- PASSAGE GIVEN:
(begin)
Waste Watchers aims to alleviate the efforts of organizations like River Cleanup, who mobilize millions of volunteers worldwide to clean up waste from rivers and their surroundings. The primary goal of these cleanup activities is to remove litter while it's still accessible, preventing it from ending up in the oceans. To this end it is crucial to optimize clean-up interventions. This was also clearly expressed by citizens in the 2022 Amai! call for ideas. We therefore teamed up with River Cleanup and launched the Waste Watchers idea in the 2022 call of Amai! for new citizen science projects to be completed in 2023.

Waste Watchers is one of the 5 selected citizen science projects of the amai! programme. The amai! programme, organized by Scivil, Knowledge Centre Data & Society (Kenniscentrum Data & Maatschappij), and the Flemish Department of Economy, Science, and Innovation (EWI), aims to increase the involvement of citizens in the use of Artificial Intelligence (AI) to answer societal problems. Waste Watchers is a unique project that enables citizens to use drones and Artificial Intelligence (AI) to detect and map litter, with the Scheldt riverbanks as the arena for our proof of concept.
(end)
- RAW DATA:
(begin)
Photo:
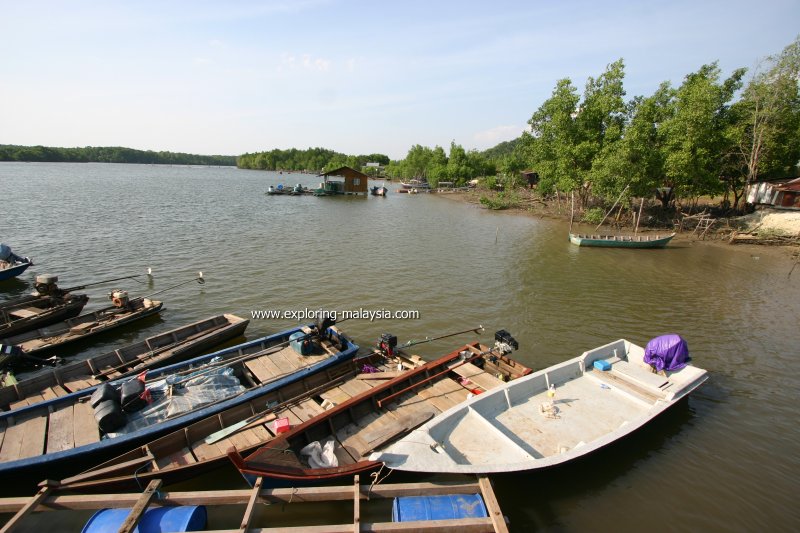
(end)
- WORK TO COMPLETE:
Using the passage on Waste Watchers, decide whether each statement agrees with it. Give yes or no for each, followed by the deciding words quoted from the passage. 1. Waste Watchers was one of five citizen science projects selected for the amai! programme. 2. River Cleanup is one of the organizers of the amai! programme. 3. The Scheldt riverbanks serve as the setting for the project's proof of concept.

- ANSWER:
1. Yes: "Waste Watchers is one of the 5 selected citizen science projects of the amai! programme."
2. No: "The amai! programme, organized by Scivil, Knowledge Centre Data & Society (Kenniscentrum Data & Maatschappij), and the Flemish Department of Economy, Science, and Innovation (EWI)"
3. Yes: "with the Scheldt riverbanks as the arena for our proof of concept."